> _La consigna_
Enumera todo lo que el fragmento seleccionado presenta como los ladrillos del ‘muro’ virtual que se levanta al sur.

> _Fragmento seleccionado_
Ambos, Carla y Josué, han quedado
atrapados al otro lado del invisible muro sur.
La intensa vigilancia policial, La
Bestia, los cárteles, las redes de trata y las deportaciones son los ladrillos
de un ‘muro’ virtual, que se levanta a 3.000 kilómetros al sur del que quiere
construir Donald
Trump.
“El muro que temen los migrantes es
México, no el de Trump”, explica Mario Hernani coordinador de la casa del
migrante de Tecún Umán, último municipio de Guatemala. “Todos los que emprenden
el camino saben que van a ser asaltados, extorsionados o violados,
principalmente por las autoridades”, añade.
Según la Red de Organizaciones
Defensoras de Migrantes (Redodem), que entrevistó a más de 30.000 migrantes
acogidos en su red de albergues, casi la mitad de los delitos contra ellos en
2015, fueron cometidos por policías (41%) y el resto por el crimen organizado y
la delincuencia común.
Algunos expertos creen que el muro
de Trump, aunque es un agravio diplomático y una ofensa entre países vecinos,
no supondrá, en el fondo, un gran cambio para México.
Los más afectados serán los
migrantes irregulares ante un posible efecto llamada, en previsión a un
endurecimiento de las políticas
migratorias de EE. UU. Cada año transitan por México 400.000 personas,
principalmente centroamericanas, con menos de 60 dólares en el bolsillo, que
participan de un éxodo silencioso que huye de la violencia.
Marcelo, de 36 años y Nancy, de 20,
salieron corriendo de El Salvador el 4 de enero cuando un tipo de la
Mara-Salvatrucha, la pandilla más numerosa del país, apareció en su casa,
golpeó con la culata de la pistola en la puerta y les dio 24 horas para dejar
su hogar. Era la última advertencia. Querían que Nancy empezara a trabajar para
ellos.
El día de Reyes, nada más atravesar
el río y pisar suelo mexicano, les robaron el dinero y los viejos celulares que
llevaban.
Un mes después de aquello, sentados
en el modesto patio de un albergue de los escalabrinianos, eso de ‘efecto
llamada’ les suena demasiado sofisticado.

> _Datos proporcionados_
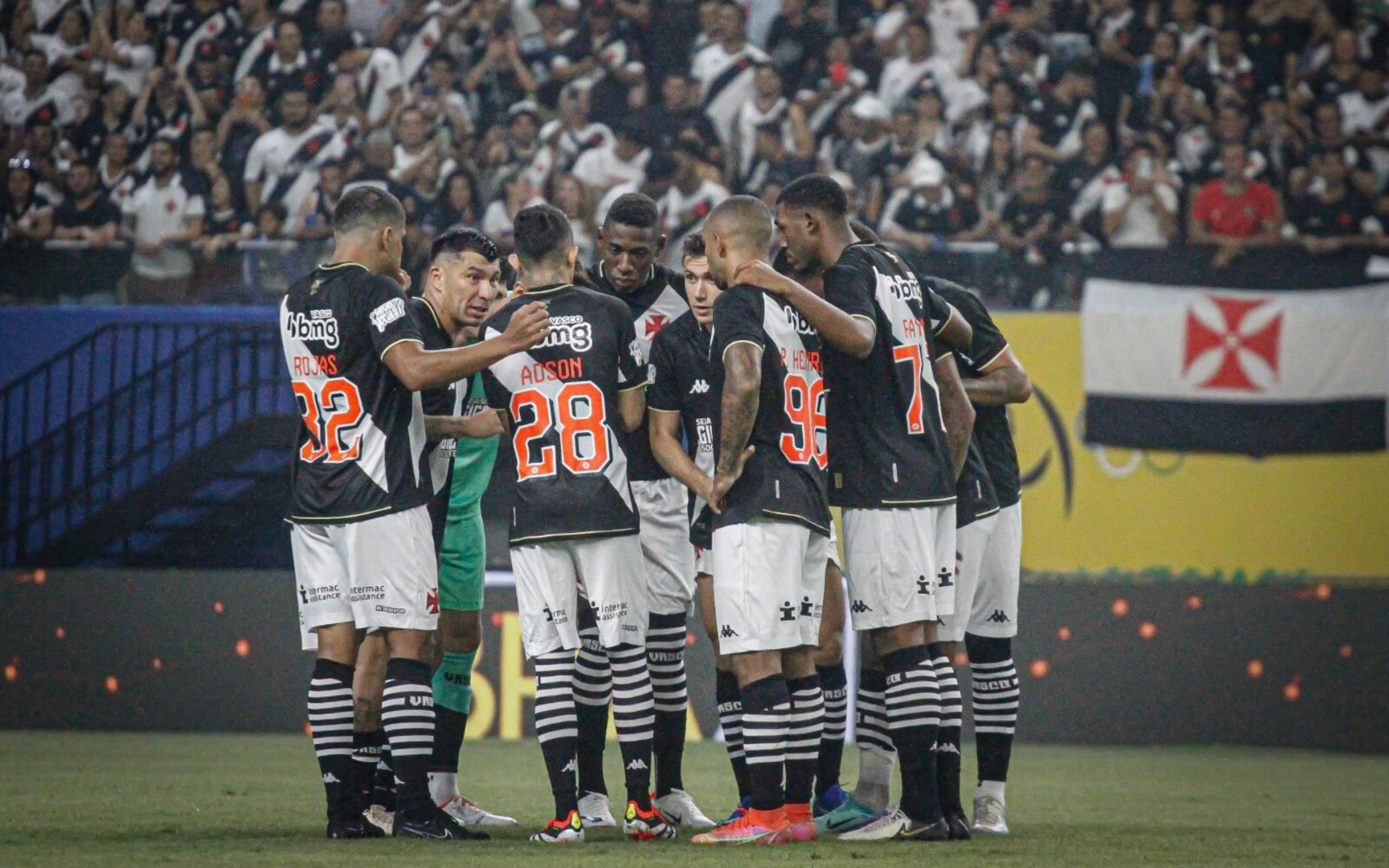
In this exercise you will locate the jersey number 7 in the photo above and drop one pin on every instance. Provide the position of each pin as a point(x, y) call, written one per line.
point(328, 414)
point(577, 413)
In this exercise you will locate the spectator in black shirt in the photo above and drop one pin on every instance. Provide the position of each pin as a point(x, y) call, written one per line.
point(797, 43)
point(1334, 216)
point(85, 214)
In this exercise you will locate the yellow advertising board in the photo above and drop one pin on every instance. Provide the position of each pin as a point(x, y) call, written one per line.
point(1180, 514)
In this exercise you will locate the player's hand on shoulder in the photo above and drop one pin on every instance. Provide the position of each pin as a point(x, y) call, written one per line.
point(530, 326)
point(763, 277)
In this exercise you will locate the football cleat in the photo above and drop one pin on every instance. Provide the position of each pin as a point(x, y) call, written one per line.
point(848, 817)
point(800, 825)
point(569, 831)
point(353, 827)
point(595, 812)
point(753, 828)
point(896, 824)
point(830, 800)
point(959, 825)
point(646, 825)
point(988, 817)
point(381, 817)
point(469, 813)
point(438, 827)
point(681, 810)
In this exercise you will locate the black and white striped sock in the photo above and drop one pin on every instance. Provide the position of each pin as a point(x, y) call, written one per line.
point(834, 685)
point(556, 727)
point(997, 696)
point(877, 756)
point(408, 714)
point(731, 720)
point(948, 738)
point(807, 723)
point(666, 660)
point(366, 753)
point(634, 717)
point(330, 719)
point(592, 692)
point(766, 727)
point(913, 702)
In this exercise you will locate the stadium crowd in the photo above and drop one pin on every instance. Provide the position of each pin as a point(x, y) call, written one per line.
point(1042, 127)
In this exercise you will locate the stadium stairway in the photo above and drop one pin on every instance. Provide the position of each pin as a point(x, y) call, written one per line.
point(149, 445)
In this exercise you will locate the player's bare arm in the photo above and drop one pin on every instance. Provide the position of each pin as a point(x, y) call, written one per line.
point(742, 380)
point(851, 335)
point(631, 406)
point(956, 331)
point(664, 428)
point(477, 427)
point(1003, 382)
point(420, 369)
point(956, 410)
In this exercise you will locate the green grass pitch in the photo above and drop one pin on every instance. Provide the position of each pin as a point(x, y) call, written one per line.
point(84, 799)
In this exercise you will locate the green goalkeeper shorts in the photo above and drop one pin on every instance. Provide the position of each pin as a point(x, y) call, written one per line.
point(463, 560)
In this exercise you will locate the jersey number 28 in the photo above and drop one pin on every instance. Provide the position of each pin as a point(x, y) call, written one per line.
point(328, 414)
point(580, 417)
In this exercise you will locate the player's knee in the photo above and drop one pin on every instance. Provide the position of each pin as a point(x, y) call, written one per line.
point(831, 651)
point(987, 649)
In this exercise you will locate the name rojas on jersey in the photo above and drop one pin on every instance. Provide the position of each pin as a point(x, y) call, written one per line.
point(353, 409)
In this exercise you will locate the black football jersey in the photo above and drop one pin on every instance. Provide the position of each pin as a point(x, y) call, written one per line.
point(681, 381)
point(887, 438)
point(785, 477)
point(991, 424)
point(653, 306)
point(362, 451)
point(563, 399)
point(442, 400)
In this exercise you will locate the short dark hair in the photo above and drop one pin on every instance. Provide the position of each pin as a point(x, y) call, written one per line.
point(367, 208)
point(819, 192)
point(634, 210)
point(542, 233)
point(462, 239)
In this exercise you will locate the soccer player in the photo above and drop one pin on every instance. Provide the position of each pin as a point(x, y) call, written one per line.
point(360, 526)
point(987, 599)
point(899, 425)
point(680, 398)
point(630, 246)
point(772, 524)
point(575, 526)
point(462, 284)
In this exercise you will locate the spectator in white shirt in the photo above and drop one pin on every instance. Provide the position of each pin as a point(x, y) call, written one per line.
point(621, 162)
point(914, 66)
point(160, 217)
point(1141, 210)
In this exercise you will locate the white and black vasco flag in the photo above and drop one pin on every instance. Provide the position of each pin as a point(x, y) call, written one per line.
point(1281, 353)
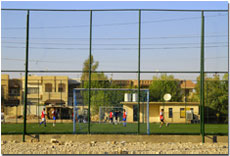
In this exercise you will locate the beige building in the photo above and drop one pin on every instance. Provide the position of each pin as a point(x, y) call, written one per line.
point(45, 90)
point(174, 112)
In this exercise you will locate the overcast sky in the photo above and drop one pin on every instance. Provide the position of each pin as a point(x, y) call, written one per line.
point(170, 41)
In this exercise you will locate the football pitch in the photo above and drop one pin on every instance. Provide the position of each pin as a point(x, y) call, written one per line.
point(106, 128)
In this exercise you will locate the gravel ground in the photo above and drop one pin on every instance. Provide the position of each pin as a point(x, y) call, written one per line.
point(93, 147)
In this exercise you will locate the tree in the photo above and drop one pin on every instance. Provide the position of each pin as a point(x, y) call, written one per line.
point(165, 84)
point(216, 95)
point(86, 66)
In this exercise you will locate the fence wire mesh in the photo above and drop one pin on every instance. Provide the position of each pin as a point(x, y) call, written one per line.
point(155, 50)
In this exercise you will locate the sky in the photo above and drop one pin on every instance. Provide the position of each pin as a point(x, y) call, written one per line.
point(170, 41)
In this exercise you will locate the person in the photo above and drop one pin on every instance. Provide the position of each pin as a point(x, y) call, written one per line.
point(116, 116)
point(54, 114)
point(124, 117)
point(111, 117)
point(43, 116)
point(162, 118)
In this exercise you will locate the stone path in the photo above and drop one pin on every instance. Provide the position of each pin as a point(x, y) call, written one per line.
point(56, 147)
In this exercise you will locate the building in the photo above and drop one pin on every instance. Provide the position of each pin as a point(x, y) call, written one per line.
point(11, 91)
point(174, 112)
point(45, 90)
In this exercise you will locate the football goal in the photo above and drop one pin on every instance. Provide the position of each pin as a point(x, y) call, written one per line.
point(106, 101)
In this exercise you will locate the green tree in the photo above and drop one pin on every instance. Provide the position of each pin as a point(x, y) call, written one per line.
point(216, 94)
point(165, 84)
point(86, 66)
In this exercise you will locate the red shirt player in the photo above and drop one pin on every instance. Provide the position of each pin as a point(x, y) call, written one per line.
point(43, 116)
point(111, 117)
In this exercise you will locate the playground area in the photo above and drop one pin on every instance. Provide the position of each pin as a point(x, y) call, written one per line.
point(113, 144)
point(107, 128)
point(122, 81)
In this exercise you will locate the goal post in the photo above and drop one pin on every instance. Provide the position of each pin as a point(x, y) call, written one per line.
point(106, 108)
point(79, 93)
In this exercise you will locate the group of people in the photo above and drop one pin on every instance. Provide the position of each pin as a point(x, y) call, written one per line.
point(43, 117)
point(111, 115)
point(162, 118)
point(116, 115)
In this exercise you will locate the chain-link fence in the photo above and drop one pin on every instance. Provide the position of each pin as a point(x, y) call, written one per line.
point(159, 51)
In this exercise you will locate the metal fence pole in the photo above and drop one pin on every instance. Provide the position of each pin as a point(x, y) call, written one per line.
point(90, 61)
point(139, 56)
point(202, 78)
point(148, 130)
point(74, 111)
point(38, 101)
point(26, 73)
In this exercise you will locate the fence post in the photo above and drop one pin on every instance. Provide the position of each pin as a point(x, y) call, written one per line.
point(90, 61)
point(202, 78)
point(139, 56)
point(26, 73)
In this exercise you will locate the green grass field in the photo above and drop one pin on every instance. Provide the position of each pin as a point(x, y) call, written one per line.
point(67, 128)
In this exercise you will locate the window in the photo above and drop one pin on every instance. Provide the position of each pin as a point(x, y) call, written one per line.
point(170, 113)
point(48, 87)
point(61, 87)
point(32, 91)
point(182, 113)
point(32, 101)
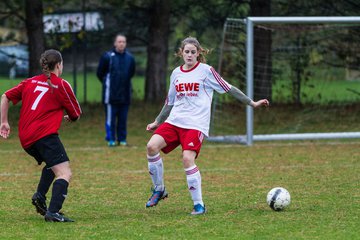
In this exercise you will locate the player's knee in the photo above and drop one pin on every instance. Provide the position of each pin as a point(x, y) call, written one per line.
point(188, 160)
point(152, 149)
point(65, 174)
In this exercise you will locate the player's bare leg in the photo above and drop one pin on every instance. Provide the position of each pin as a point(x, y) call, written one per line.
point(193, 178)
point(156, 169)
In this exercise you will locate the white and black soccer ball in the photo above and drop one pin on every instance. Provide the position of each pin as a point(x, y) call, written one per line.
point(278, 198)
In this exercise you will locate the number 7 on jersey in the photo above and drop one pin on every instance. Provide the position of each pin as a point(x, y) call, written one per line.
point(42, 90)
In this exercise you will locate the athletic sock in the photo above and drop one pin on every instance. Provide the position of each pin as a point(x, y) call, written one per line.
point(156, 171)
point(59, 193)
point(193, 178)
point(47, 177)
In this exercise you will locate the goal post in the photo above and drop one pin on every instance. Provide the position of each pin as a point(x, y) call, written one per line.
point(247, 29)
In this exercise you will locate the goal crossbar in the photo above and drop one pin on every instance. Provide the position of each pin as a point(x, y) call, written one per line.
point(249, 138)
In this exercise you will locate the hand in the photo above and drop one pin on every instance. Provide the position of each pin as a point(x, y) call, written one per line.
point(152, 126)
point(67, 118)
point(5, 130)
point(262, 102)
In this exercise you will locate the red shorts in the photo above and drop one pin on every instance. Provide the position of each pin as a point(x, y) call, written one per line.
point(190, 139)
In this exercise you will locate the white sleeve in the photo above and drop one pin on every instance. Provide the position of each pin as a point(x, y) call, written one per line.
point(170, 99)
point(216, 82)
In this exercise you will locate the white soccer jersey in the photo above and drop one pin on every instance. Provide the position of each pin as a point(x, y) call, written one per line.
point(191, 93)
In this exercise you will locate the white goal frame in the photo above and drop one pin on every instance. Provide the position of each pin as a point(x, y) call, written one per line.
point(249, 138)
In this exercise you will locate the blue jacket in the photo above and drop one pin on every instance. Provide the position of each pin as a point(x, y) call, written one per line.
point(115, 71)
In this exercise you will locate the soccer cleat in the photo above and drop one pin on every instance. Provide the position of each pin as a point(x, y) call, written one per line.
point(111, 143)
point(156, 197)
point(40, 203)
point(56, 217)
point(198, 209)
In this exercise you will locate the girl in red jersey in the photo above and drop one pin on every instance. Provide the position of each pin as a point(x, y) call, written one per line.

> _Solución_
- La intensa vigilancia policial
- La Bestia
- Los cárteles
- Las redes de trata
- Las deportaciones